Teks Ditampilkan –
>>>
Senin, 28 Mei 2012 pukul 14.36 kemarin saya menerima telepon dari seseorang yang mengaku bekerjasama dengan Visa/Mastercard yang kemudian memberikan info panjang lebar mengenai benefit yang saya dapatkan sebagai nasabah kartu kredit Visa/Mastercard ‘tanpa cacat’ (dia tidak menyebutkan bekerjasama dengan bank yang spesifik, hanya terus-terusan menekankan soal Visa/Mastercard).
Karena saya lagi ribet banget di kantor, baru aja balik dari training selama seminggu, praktis utang kerjaan lah yang saya prioritaskan ketimbang melanjutkan pembicaraan. Saya nggak tertarik sama sekali... pada awalnya. fyuh.
Kronologisnya sebagai berikut..
Di awal dia menyebutkan nama saya, menanyakan nomor telepon yang aktif dihubungi dan kartu kredit apa saja yang saya miliki. Dia menawarkan fasilitas berupa benefit keanggotaan sebagai nasabah pemegang kartu kredit Visa/Mastercard berupa voucher menginap di hotel berbintang yang bekerjasama dengan mereka dan voucher 1x penerbangan one way ke rute mana saja (kecuali menggunakan Garuda Indonesia) yang berlaku selama 5 tahun, dan langsung aktif pada saat kesepakatan nantinya telah dilakukan.
Di awal saya udah menolak tapi dia bersikukuh bahwa penawaran ini bukanlah suatu promo melainkan fasilitas yang sudah menjadi hak saya dan akan sangat sayang sekali untuk dilewatkan. Suara si mbak penelepon yang renyah dan keramahannya membius saya untuk tetap meladeninya di telepon.
<<<
Ketentuan Latihan –
1. Dalam cerita tentang telepon penawaran kartu kredit, penerbangan dengan maskapai apa yang tidak bisa memakai voucher penerbangan sekali jalan?
2. Teruskan cerita tentang telepon penawaran kartu kredit itu, dimulai setelah kalimat terakhirnya.

Kutipan data anotasi titik –
>>>
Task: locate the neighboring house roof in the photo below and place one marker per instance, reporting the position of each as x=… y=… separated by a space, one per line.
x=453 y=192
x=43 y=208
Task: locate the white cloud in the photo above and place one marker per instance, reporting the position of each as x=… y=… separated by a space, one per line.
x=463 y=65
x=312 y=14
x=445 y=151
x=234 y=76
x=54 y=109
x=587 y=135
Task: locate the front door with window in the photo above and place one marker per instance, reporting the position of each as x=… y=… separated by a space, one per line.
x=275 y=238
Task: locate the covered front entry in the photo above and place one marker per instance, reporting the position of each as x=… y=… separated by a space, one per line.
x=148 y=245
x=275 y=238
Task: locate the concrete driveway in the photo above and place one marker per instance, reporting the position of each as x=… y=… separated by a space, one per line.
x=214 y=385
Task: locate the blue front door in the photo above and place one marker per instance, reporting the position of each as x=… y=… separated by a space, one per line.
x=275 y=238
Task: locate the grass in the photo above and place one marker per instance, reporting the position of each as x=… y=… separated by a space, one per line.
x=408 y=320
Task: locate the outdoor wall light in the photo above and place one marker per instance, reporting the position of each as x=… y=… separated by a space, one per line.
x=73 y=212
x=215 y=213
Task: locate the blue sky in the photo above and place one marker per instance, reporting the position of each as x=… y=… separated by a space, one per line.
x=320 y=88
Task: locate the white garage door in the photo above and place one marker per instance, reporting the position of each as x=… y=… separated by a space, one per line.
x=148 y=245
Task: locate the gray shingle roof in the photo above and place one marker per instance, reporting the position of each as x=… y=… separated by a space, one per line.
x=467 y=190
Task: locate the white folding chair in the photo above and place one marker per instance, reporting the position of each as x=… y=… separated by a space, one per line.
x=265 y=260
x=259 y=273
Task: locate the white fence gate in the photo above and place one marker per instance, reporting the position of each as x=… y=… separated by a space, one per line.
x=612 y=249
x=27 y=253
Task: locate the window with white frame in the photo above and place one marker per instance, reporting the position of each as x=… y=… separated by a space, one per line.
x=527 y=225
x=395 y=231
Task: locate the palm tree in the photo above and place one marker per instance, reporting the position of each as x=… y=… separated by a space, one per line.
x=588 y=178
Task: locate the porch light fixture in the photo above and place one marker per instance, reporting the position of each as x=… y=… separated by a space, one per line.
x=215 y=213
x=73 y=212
<<<
Jawaban Tersedia –
1. Garuda Indonesia.

2.
Dia kemudian menanyakan kartu kredit apa saja yang saya miliki dengan limit berapa saja. Waktu itu saya jawab, saya punya kartu kredit *RI yang merupakan kartu tambahan dari orangtua saya dengan limit sejumlah X juta *di sela-sela pembahasan ini, dia sempat bertanya, "oh, berarti limit kartu kredit orangtua ibu lebih banyak yah daripada limit kartu kredit ibu sendiri?"*. Setelahnya, dia menanyakan apakah saya punya kartu kredit lain? Saya jawab, saya baru aja apply kartu kredit M*ga Car*e**** tapi gatau persis berapa limitnya. Niat saya bikin kartu itu juga ga bisa dibenarkan karena rencananya begitu kartunya jadi, bakal saya biarin aja ga diaktivasi biar mati sendiri, toh tanpa dipungut iuran tahunan juga. Cerita kenapa bisa apply kartu itu juga karena begitu keluar dari kasir Car*e****, ada pria yang mendatangi saya dan dengan kepiawaiannya bermain kata menyebabkan saya iya-iya aja.
Kembali ke pembahasan soal kartu kredit saya yang aktif, dia menanyakan masa berlaku kartu saya hingga kapan dan apakah pada saat itu saya sedang membawa kartu saya. Saat itu saya emang lagi bawa kartunya ke kantor. Tapi saat makan siang dengan pacar di Ratu Plaza, dompet saya titipkan pada pacar saya karena dia lagi bawa tas kecil dan lupa saya ambil lagi begitu udah balik ke kubikel. Dia juga menanyakan alamat pengiriman tagihan saya.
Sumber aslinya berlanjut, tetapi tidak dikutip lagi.